7 Tips for a better work life balance when running a small business
By Ophelie Lechat
When was your last vacation? I mean a real, email-free, no-phonecalls vacation. If you’re like most people I know, you can’t quite remember. This is why I like today’s post, by David Bakke. It’s a reminder that entrepreneurship is about balance (not extremes), and that having a better work life balance can improve productivity and happiness.
Running a small business is tough. With the flexibility of creating your own schedule and being your own boss, comes big responsibility. But not only are you responsible to your business, you are also responsible to yourself. If you don’t pay attention to balancing personal life with work, your health, relationships, and finances can seriously suffer.
A friend of mine found this out the hard way. She owns a lively coffee house, but in the beginning, she worked 12 hour days and didn’t take a single day off. She was ultimately forced to take a break when her husband threatened divorce unless she start devoting time to their family. Extreme, perhaps, but it got her attention. By prioritizing balance, learning to delegate responsibilities, and better managing her time, she got her personal life back on track.
If you’ve been burning the candle at both ends lately – or wish to avoid that trap – read on for seven tips that can help restore balance to your life.

(Records from a labeling collection)
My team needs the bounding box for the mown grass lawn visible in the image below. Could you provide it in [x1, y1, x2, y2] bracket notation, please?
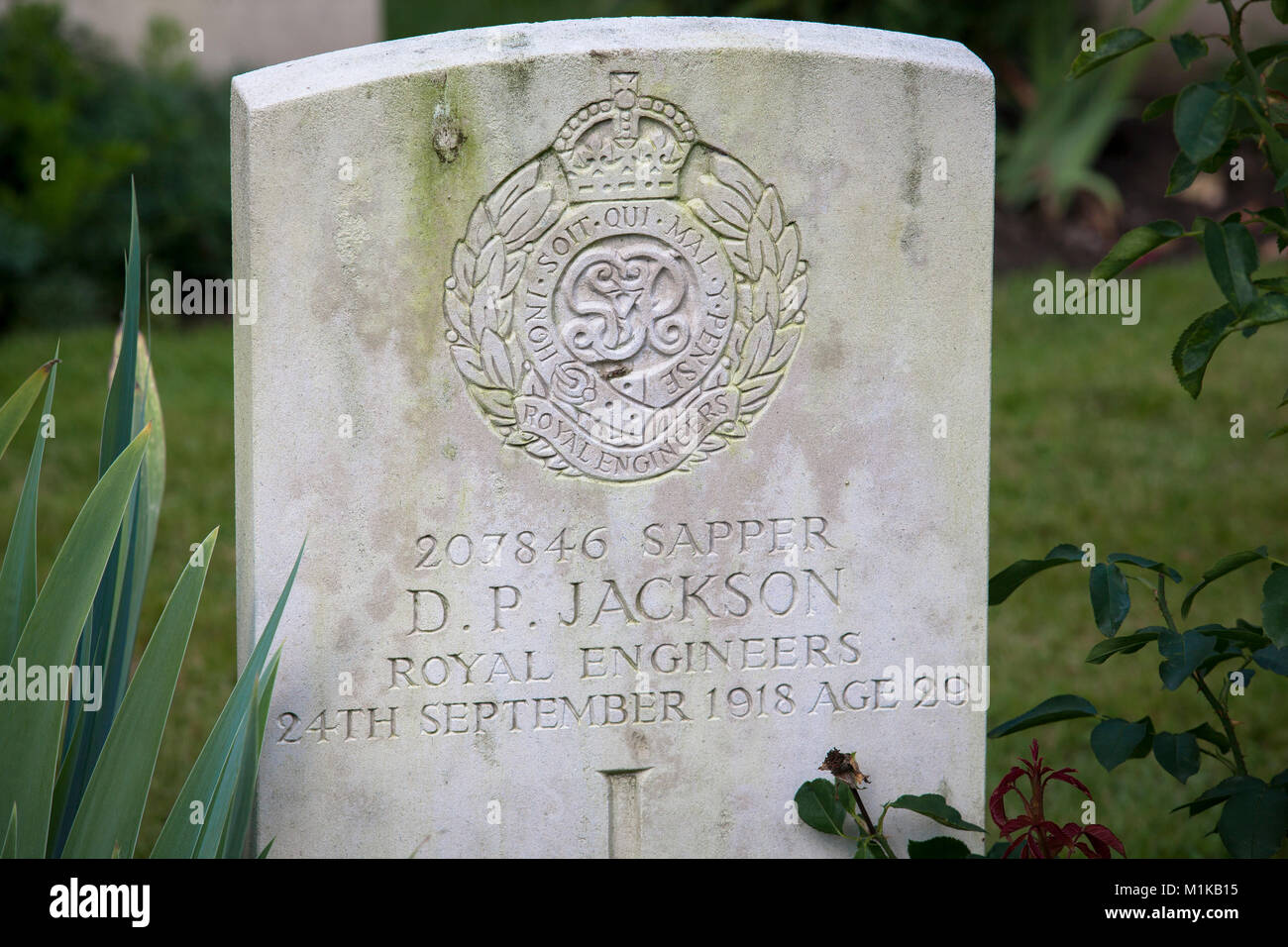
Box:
[0, 254, 1288, 857]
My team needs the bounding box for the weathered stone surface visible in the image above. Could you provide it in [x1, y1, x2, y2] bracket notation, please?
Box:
[233, 20, 993, 857]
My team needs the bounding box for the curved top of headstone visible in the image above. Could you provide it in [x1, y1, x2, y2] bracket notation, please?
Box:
[233, 17, 992, 111]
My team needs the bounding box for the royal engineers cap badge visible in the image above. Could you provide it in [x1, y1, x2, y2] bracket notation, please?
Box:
[445, 72, 806, 481]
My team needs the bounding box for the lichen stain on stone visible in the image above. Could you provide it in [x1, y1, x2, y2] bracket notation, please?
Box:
[430, 102, 465, 164]
[901, 63, 930, 206]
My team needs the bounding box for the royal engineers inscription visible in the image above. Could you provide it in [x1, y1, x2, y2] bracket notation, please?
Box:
[233, 20, 993, 857]
[445, 72, 806, 480]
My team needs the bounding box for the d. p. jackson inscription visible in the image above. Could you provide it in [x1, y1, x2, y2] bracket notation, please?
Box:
[277, 515, 971, 746]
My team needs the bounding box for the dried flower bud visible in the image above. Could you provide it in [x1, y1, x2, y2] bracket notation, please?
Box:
[819, 747, 870, 789]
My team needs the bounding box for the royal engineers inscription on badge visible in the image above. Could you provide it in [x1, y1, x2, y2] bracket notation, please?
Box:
[445, 72, 806, 481]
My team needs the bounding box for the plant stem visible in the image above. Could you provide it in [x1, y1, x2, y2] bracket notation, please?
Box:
[1190, 670, 1248, 776]
[1154, 575, 1248, 776]
[1221, 0, 1270, 115]
[846, 784, 896, 858]
[1199, 746, 1235, 773]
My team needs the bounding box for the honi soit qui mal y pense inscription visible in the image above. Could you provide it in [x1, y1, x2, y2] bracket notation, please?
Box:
[268, 72, 974, 745]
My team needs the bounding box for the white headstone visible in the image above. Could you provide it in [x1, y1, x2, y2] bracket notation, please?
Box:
[233, 20, 993, 857]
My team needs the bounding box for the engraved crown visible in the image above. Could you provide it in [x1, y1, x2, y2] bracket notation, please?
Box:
[554, 72, 697, 201]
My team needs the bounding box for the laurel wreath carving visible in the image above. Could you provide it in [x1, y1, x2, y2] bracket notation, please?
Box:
[443, 152, 807, 476]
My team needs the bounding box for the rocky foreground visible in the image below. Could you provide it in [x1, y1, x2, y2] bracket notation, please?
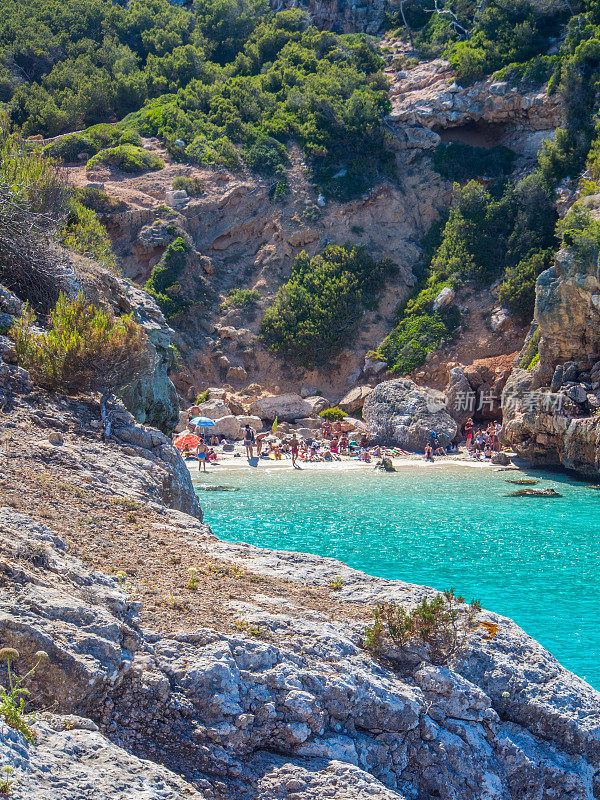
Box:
[0, 340, 600, 800]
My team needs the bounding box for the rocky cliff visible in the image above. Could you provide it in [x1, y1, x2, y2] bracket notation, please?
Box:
[0, 253, 179, 432]
[58, 41, 560, 404]
[504, 196, 600, 475]
[0, 324, 600, 800]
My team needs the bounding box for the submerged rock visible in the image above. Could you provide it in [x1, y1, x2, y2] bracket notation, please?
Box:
[507, 489, 562, 497]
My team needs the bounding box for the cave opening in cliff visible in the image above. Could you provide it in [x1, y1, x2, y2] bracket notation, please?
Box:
[434, 121, 507, 149]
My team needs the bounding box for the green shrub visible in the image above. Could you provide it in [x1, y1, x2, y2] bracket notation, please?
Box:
[221, 289, 261, 311]
[245, 136, 289, 175]
[364, 589, 482, 664]
[44, 124, 141, 163]
[0, 119, 68, 307]
[377, 176, 556, 375]
[60, 195, 117, 271]
[433, 142, 516, 183]
[185, 136, 242, 172]
[494, 55, 560, 89]
[260, 245, 393, 366]
[498, 249, 554, 319]
[172, 175, 206, 197]
[145, 236, 192, 319]
[378, 314, 451, 375]
[319, 406, 348, 422]
[75, 186, 127, 214]
[556, 203, 600, 269]
[9, 294, 151, 392]
[86, 144, 165, 173]
[0, 647, 48, 744]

REQUIRED TASKS:
1. In the article on work-life balance for small business owners, how many hours a day did the coffee house owner work at the beginning?
2. Proceed with the article on work-life balance for small business owners, beginning right after its final sentence.

RESULTS:
1. She worked 12-hour days.

2.
1. Create a Schedule
Once you start your own business, you won’t have a boss to report to, and can work whenever you want. However, I made the transition to small business ownership several years ago, and my organization suffered significantly at first due to my ineffective management of time. By setting a schedule, I became more efficient, and now know when it’s okay to unplug for the day. To create a schedule, use Gmail’s Calendar. Or, if you don’t have a Gmail account, use the free software WinCalendar (available for download via CNET) or the calendar feature in Microsoft Office Outlook.
2. Commit to Breaks
You may feel guilty by doing so, but taking breaks is important. Trying to get work done when you’re not at your best can waste valuable time.
3. Focus on Personal Health
If your business is Internet-based, you may find that finding time to exercise is more difficult than ever before. Get a gym membership or exercise at home to improve your health and increase your chances of succeeding. Running a small business requires long work days, but by exercising sufficiently, you’ll sleep better each night and wake up each morning with a clear head so you can better tackle the challenges of the day.
4. Improve Your Personal Finances
Is credit card debt nagging at you? Are you struggling to pay monthly bills? If so, these nuisances can impede your ability to fund your new endeavor. It can become more difficult to concentrate on running your venture, in addition to putting unnecessary pressure on yourself to succeed. Get yourself on a personal budget and pay off your debts. By doing so, stepping away from your business to allow for more personal time becomes easier.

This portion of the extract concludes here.